COMPITO ASSEGNATO 1:
Elenca i numeri di tutti gli articoli menzionati nell'estratto della fonte, ciascuno una sola volta e nell'ordine della loro prima comparsa.

ESTRATTO DELLA FONTE:

---

Tale ultima previsione, la quale formulata in termini non particolarmente chiari, sembra doversi intendersi nel senso che i proventi derivanti dal patrimonio trasferito nel trust, ed imputati al patrimonio medesimo, sono tassati in base alla tipologia reddituale cui essi appartengono.
In tale contesto occorre segnalare anche l'articolo 26, comma 2, il quale chiarisce che per le materie disciplinate dalla legge si applica in ogni caso la legislazione fiscale italiana.
L'articolo 18 disciplina la fattispecie di inadempimento degli obblighi di dichiarazione imposti dall'articolo 8, prevedendo, ai commi 1 e 4, che l'Autorità di cui all'articolo 3 diffidi il soggetto titolare della carica di Governo, ovvero il coniuge, i parenti ed affini entro il secondo grado o le persone stabilmente conviventi ad adempiere entro dieci giorni i loro obblighi.
In caso di ulteriore inadempimento, i commi 2, 3 e 5 stabiliscono l'applicazione, da parte della medesima Autorità, di una sanzione amministrativa pecuniaria da euro 20.000 ad euro 35.000 per ciascuna mancata dichiarazione, ovvero per ogni dichiarazione risultata in tutto o in parte incompleta o non veritiera.
Nel caso di violazione dell'obbligo di astensione imposto dall'articolo 11, l'articolo 19 prevede l'applicazione di una sanzione amministrativa pecuniaria da euro 50.000 ad euro 150.000 da parte dell'Autorità, la quale è altresì tenuta a darne informazione all'Autorità giudiziaria.

---

MATERIALE FORNITO:
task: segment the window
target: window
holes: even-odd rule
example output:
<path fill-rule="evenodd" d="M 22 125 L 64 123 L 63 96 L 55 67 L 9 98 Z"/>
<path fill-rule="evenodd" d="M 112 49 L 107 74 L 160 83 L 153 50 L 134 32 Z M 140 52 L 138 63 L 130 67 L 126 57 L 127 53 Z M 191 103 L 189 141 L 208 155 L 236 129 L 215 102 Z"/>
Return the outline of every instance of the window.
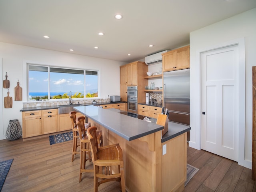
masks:
<path fill-rule="evenodd" d="M 98 97 L 98 72 L 28 64 L 29 100 Z M 84 94 L 85 93 L 85 94 Z"/>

---

COMPITO ASSEGNATO 2:
Seleziona dai record ogni riga che contiene la stringa "path" e copiala. Maiuscole e minuscole vanno rispettate.

RISPOSTA COMPLETA 1:
26, 18, 8, 3, 11, 19

RISPOSTA COMPLETA 2:
<path fill-rule="evenodd" d="M 22 125 L 64 123 L 63 96 L 55 67 L 9 98 Z"/>
<path fill-rule="evenodd" d="M 112 49 L 107 74 L 160 83 L 153 50 L 134 32 Z M 140 52 L 138 63 L 130 67 L 126 57 L 127 53 Z M 191 103 L 189 141 L 208 155 L 236 129 L 215 102 Z"/>
<path fill-rule="evenodd" d="M 98 97 L 98 72 L 28 64 L 29 100 Z M 84 94 L 85 93 L 85 94 Z"/>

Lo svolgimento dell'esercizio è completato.